● **Material provided**:
* * *

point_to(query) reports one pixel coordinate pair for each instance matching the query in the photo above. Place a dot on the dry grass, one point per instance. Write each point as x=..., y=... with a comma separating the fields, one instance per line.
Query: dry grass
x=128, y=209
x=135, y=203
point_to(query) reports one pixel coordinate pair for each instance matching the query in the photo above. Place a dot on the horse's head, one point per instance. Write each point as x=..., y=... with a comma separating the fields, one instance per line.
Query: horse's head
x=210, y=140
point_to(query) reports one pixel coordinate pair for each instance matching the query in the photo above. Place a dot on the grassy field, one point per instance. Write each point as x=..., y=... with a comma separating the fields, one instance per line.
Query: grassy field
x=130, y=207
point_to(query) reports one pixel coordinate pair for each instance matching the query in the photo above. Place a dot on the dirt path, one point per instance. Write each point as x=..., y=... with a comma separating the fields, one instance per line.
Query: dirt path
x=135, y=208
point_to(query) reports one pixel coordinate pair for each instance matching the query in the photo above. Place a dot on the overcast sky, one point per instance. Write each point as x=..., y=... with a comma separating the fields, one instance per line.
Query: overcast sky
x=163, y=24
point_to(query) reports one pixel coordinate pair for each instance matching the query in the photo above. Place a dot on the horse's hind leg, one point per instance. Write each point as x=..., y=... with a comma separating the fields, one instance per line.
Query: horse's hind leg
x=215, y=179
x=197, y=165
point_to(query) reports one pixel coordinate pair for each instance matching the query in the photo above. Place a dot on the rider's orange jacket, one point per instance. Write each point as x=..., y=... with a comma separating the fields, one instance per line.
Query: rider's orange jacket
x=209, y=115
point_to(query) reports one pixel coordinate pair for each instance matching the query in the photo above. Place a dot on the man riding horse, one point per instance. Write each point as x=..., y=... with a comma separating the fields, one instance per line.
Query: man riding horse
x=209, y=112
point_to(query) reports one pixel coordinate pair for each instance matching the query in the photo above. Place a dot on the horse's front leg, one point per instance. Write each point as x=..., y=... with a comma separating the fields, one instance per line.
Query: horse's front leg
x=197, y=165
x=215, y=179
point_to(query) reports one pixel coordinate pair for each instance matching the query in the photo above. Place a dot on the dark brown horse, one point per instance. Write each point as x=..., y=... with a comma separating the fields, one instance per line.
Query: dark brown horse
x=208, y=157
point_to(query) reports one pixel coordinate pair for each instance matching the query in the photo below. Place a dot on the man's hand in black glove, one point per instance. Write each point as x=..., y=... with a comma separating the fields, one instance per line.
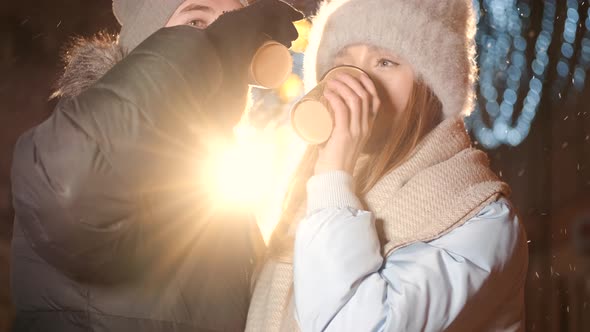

* * *

Copy all of the lines above word for word, leaving out the picture.

point_to(query) reports one pixel coordinate pair for each instance matching the query in the photo above. Place a dot on the dry grass, one point per instance. Write each point as x=..., y=... with a comma separating the fields, one instance per line.
Query: dry grass
x=128, y=209
x=135, y=203
point_to(query) reports one pixel coordinate pair for each instance matching the query in the photo above. Place a dot on the horse's head, one point per instance. Write each point as x=..., y=... with a comma separating the fields, one instance per line.
Query: horse's head
x=210, y=140
point_to(query) reports one pixel coordinate pair for each instance matching the query in the photo above. Place a dot on the grassy field, one point per instance. Write each point as x=..., y=... with a comma separating the fields, one instance per line.
Query: grassy field
x=130, y=207
point_to(query) reports one pixel coordinate pair for each instance matching the query in the photo above. Place a dot on the dirt path, one point per instance. Write each point as x=..., y=... with a comma separating the fields, one instance per line.
Query: dirt path
x=135, y=208
point_to(query) reports one pixel coordinate pair for each instance matching the query in the photo above. Place a dot on the overcast sky, one point per instance. Write each point as x=..., y=... with a comma separating the fields, one instance per line.
Query: overcast sky
x=163, y=24
point_to(query) reports one pixel coordinate pair for each instance matching the query in the photo above. Place a dot on the horse's hind leg, one point per instance. Write each point as x=..., y=... with a comma separating the fields, one instance per line.
Query: horse's hind leg
x=215, y=179
x=197, y=165
point_to(query) reports one pixel coordinate pair for each instance matching the query in the photo above. Place a dot on the rider's orange jacket, one point per instance. Write each point as x=..., y=... with a comma separating the fields, one instance per line.
Query: rider's orange jacket
x=209, y=115
point_to(query) reports one pixel coordinate pair for each instance matching the query in the photo above. Place a dot on the man riding horse, one point per instance. Write each point as x=..., y=... with a comma separating the fields, one instance per line.
Query: man riding horse
x=209, y=112
point_to(query) reports one pixel coordinate pair for each instance matching the query in the photo above. Place a dot on the horse's front leg, one point per instance. Write each point as x=..., y=... with a comma separating the fields, one instance per line.
Query: horse's front leg
x=197, y=165
x=215, y=179
point_to(query) reports one pixel coordinate pair for each instance matching the query in the photo above. Place a dot on the dark brown horse, one point per instance. Write each point as x=..., y=... with a comma separating the fields, one instance per line.
Query: dark brown horse
x=208, y=157
point_to(query) reports one pixel coordinate pair for each instance matching the query in the photo below. Place a dot on the man's hand in black glove, one point per instance. Write each point as x=..., y=... with a comma separating the fields, one instance per line.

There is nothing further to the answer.